WHAT TO DO: Transcribe the material exactly. Images do not belong in the copy.

TASK INPUT:
──────────────────────────────

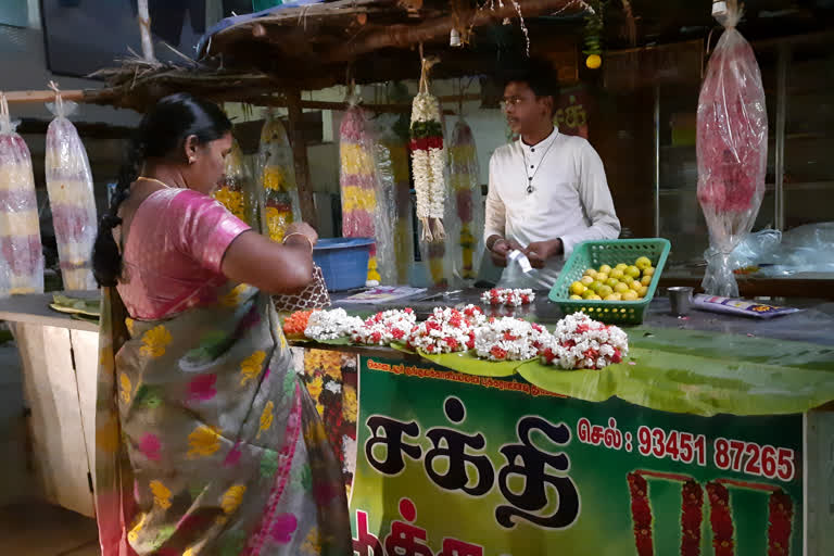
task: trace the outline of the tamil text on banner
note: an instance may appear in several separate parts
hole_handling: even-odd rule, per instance
[[[357,426],[361,556],[801,554],[800,415],[672,414],[363,357]]]

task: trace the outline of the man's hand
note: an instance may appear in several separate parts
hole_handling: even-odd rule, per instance
[[[495,266],[505,267],[507,266],[507,255],[510,254],[513,251],[523,251],[525,248],[522,248],[518,241],[514,239],[498,239],[492,243],[492,249],[490,250],[490,256],[492,257],[492,263]]]
[[[549,241],[533,241],[525,250],[530,266],[533,268],[544,268],[549,258],[560,255],[563,252],[564,247],[558,238]]]

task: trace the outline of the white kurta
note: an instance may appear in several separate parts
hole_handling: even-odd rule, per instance
[[[532,193],[528,193],[528,185],[532,185]],[[564,256],[548,261],[531,277],[532,283],[527,283],[544,289],[556,282],[565,258],[577,244],[616,239],[620,220],[603,161],[591,143],[554,129],[533,147],[519,139],[496,149],[490,160],[484,226],[485,239],[493,235],[514,239],[523,247],[561,239]],[[503,281],[516,281],[515,270],[507,268]]]

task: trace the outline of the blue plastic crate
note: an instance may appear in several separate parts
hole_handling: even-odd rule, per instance
[[[368,277],[370,238],[319,239],[313,250],[313,261],[321,267],[328,291],[362,288]]]

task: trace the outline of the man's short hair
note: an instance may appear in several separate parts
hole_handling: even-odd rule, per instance
[[[521,63],[508,64],[502,72],[502,84],[525,83],[536,97],[553,97],[554,103],[559,96],[553,65],[544,60],[528,59]]]

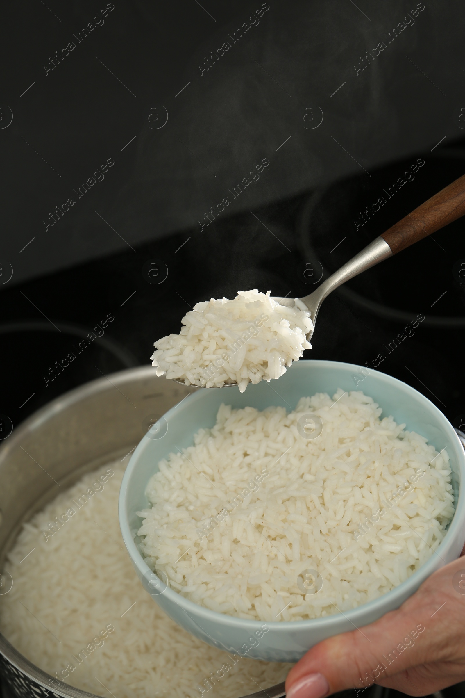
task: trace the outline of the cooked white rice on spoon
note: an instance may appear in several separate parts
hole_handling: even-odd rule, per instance
[[[286,366],[311,349],[306,335],[313,327],[306,306],[280,305],[270,292],[238,291],[227,298],[197,303],[183,318],[180,334],[155,343],[151,357],[157,376],[186,385],[222,387],[279,378]]]

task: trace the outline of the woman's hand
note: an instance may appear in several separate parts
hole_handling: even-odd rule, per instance
[[[462,555],[464,554],[462,551]],[[287,698],[373,683],[411,696],[465,680],[465,558],[438,570],[397,611],[323,640],[289,671]]]

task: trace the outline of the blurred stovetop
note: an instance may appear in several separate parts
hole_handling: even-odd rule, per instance
[[[418,160],[425,164],[413,179],[409,173]],[[0,285],[0,355],[7,369],[0,413],[16,425],[86,380],[146,364],[153,341],[178,332],[181,318],[199,301],[254,288],[275,296],[311,292],[317,285],[308,282],[328,276],[464,169],[465,144],[414,154],[370,178],[353,177],[218,222],[211,214],[201,232],[180,231],[18,285]],[[404,184],[392,187],[400,178]],[[386,203],[376,211],[381,197]],[[305,357],[376,366],[383,355],[379,370],[413,385],[459,426],[465,417],[464,221],[337,289],[324,303]],[[418,315],[426,320],[413,333],[408,326]],[[107,315],[114,317],[108,324]],[[84,343],[91,332],[100,337]]]
[[[424,164],[416,170],[419,161]],[[147,364],[153,341],[178,332],[181,318],[199,301],[254,288],[275,296],[311,292],[320,274],[335,271],[464,169],[459,144],[413,154],[369,179],[353,177],[218,222],[213,213],[202,232],[182,230],[0,285],[0,413],[15,426],[82,383]],[[385,203],[376,208],[380,198]],[[464,431],[464,220],[337,290],[305,355],[374,363],[426,395]],[[100,336],[84,342],[90,332]],[[7,419],[3,424],[8,430]]]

──────────────────────────────

FINAL ANSWER:
task: trace the outline of the tamil text on banner
note: an instance may appear in several separate parts
hole_handling: even-odd rule, per instance
[[[357,426],[361,556],[801,554],[800,415],[672,414],[363,357]]]

task: trace the outline of the man's hand
note: an instance may appear in several separate parts
hole_handling: even-odd rule, per instance
[[[495,266],[505,267],[507,266],[507,255],[510,254],[513,251],[523,251],[525,248],[522,248],[518,241],[514,239],[498,239],[492,243],[492,249],[490,250],[490,256],[492,257],[492,263]]]
[[[549,241],[533,241],[525,250],[530,266],[533,268],[544,268],[549,258],[560,255],[563,252],[564,247],[558,238]]]

task: trace the outline of the white kurta
note: an instance may appear in several separate parts
hole_handling: even-odd rule, per instance
[[[532,193],[528,193],[528,185],[532,185]],[[564,256],[548,261],[531,277],[532,283],[527,283],[544,289],[556,282],[565,258],[577,244],[616,239],[620,220],[603,161],[591,143],[554,129],[533,147],[519,139],[496,149],[490,160],[484,226],[485,239],[493,235],[514,239],[523,247],[561,239]],[[503,281],[516,281],[515,270],[507,268]]]

task: trace the outline of the blue plastic crate
note: an instance may appear in several separate parts
hole_handling: even-odd rule, per instance
[[[368,277],[370,238],[319,239],[313,250],[313,261],[321,267],[328,291],[362,288]]]

task: trace the outline of the man's short hair
note: an instance may appear in several separate parts
hole_handling: even-odd rule, per instance
[[[521,63],[508,64],[502,72],[502,84],[525,83],[536,97],[553,97],[554,103],[559,96],[553,65],[544,60],[528,59]]]

task: trace the outline of the cooked white rice on spoon
note: an instance may appear in several separate parts
hole_handling: even-odd rule, per instance
[[[286,366],[311,349],[306,335],[313,327],[306,306],[280,305],[270,292],[238,291],[227,298],[197,303],[183,318],[180,334],[155,343],[151,357],[157,376],[186,385],[222,387],[279,378]]]

task: trace the outline of the woman's hand
note: an instance may appear in several separate parts
hole_handling: even-odd rule, per instance
[[[462,555],[464,554],[462,551]],[[287,698],[373,683],[411,696],[465,680],[465,558],[438,570],[397,611],[323,640],[289,671]]]

task: trace the outline of the blurred stovetop
note: an instance may appear in several separate parts
hole_handling: even-odd rule, per instance
[[[418,160],[425,164],[413,179],[409,173]],[[0,285],[0,355],[7,369],[0,413],[16,425],[86,380],[146,364],[153,341],[178,332],[181,318],[199,301],[254,288],[275,296],[311,292],[317,285],[308,282],[328,276],[464,169],[465,144],[414,154],[370,178],[353,177],[218,222],[211,214],[201,232],[180,231],[18,285]],[[404,184],[392,187],[400,178]],[[386,203],[376,211],[381,197]],[[305,357],[376,366],[383,355],[379,370],[413,385],[459,426],[465,417],[464,221],[337,289],[324,303]],[[418,315],[426,320],[413,333],[408,326]],[[107,315],[114,317],[108,324]],[[84,343],[91,332],[100,337]]]
[[[424,164],[416,170],[419,161]],[[147,364],[153,341],[178,332],[181,318],[199,301],[254,288],[275,296],[311,292],[320,274],[335,271],[464,169],[459,144],[413,154],[369,179],[353,177],[218,222],[213,213],[202,232],[182,230],[0,285],[0,413],[15,426],[82,383]],[[385,203],[376,208],[380,198]],[[464,431],[464,220],[337,290],[305,355],[374,363],[426,395]],[[100,336],[84,342],[90,332]],[[7,419],[3,424],[8,430]]]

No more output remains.